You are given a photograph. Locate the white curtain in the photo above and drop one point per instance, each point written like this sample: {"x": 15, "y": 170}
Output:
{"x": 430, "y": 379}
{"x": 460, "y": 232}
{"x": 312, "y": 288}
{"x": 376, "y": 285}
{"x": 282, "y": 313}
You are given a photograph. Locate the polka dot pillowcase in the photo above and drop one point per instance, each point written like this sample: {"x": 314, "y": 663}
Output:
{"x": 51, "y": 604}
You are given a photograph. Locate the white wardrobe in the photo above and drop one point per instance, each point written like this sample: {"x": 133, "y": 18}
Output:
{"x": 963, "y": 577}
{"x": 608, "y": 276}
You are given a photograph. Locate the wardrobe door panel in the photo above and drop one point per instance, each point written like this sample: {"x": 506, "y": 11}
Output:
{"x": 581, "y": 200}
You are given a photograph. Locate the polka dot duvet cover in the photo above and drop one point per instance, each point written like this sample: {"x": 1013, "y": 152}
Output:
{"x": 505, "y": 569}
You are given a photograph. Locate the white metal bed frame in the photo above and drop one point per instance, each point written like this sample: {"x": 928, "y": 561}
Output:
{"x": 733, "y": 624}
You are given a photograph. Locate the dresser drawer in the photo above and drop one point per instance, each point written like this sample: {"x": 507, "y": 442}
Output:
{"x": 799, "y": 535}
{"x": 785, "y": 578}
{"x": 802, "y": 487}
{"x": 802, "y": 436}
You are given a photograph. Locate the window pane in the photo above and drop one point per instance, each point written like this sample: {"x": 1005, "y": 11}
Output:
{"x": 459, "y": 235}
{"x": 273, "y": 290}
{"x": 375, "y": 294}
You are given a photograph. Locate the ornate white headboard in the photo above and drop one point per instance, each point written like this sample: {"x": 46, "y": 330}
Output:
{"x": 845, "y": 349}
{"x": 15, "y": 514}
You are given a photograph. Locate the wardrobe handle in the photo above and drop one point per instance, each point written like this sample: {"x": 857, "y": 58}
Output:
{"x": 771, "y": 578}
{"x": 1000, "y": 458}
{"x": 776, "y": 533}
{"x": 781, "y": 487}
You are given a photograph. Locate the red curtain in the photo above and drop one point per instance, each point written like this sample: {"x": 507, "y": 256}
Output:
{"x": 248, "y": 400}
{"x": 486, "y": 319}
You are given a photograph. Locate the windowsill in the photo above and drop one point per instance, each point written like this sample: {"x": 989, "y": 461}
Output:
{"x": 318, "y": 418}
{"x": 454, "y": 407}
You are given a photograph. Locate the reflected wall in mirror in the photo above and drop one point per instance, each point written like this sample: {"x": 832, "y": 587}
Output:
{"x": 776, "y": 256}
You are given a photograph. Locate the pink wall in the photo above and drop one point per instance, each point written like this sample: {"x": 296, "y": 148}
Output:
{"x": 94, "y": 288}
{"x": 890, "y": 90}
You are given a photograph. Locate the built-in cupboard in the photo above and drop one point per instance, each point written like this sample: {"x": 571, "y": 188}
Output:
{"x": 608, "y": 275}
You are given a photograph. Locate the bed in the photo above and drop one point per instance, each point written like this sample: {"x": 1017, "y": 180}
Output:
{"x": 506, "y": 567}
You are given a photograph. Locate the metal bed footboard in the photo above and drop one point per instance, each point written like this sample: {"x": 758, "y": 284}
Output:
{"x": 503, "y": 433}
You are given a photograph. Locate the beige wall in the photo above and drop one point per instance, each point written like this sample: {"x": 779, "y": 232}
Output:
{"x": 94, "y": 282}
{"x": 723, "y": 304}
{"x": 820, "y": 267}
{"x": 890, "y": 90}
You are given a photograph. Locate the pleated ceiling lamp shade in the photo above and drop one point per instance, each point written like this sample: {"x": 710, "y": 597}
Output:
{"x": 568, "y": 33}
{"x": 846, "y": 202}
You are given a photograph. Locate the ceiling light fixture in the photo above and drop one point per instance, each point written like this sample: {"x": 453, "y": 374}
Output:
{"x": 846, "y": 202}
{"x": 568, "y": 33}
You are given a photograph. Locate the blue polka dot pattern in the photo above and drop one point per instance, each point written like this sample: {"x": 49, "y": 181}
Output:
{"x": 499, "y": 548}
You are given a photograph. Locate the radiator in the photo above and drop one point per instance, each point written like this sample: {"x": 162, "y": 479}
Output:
_____
=== DO THIS ===
Quote only the lines from the line containing "You are given a photograph. Locate the ceiling" through the end of the entries, keeping the first and the last.

=== WRITTEN ANSWER ===
You are given a photograph. Locate the ceiling light fixture in the photo above and drop one point per instance, each point written like this sample: {"x": 453, "y": 374}
Output:
{"x": 846, "y": 202}
{"x": 568, "y": 33}
You are given a photograph. Locate the blue polka dot pattern in the photo above and drop one point per instance, each point written like this sample: {"x": 49, "y": 181}
Output:
{"x": 499, "y": 548}
You are given a photograph. Locate the radiator in the photo above and drop one point per instance, each point written like this sample: {"x": 162, "y": 479}
Output:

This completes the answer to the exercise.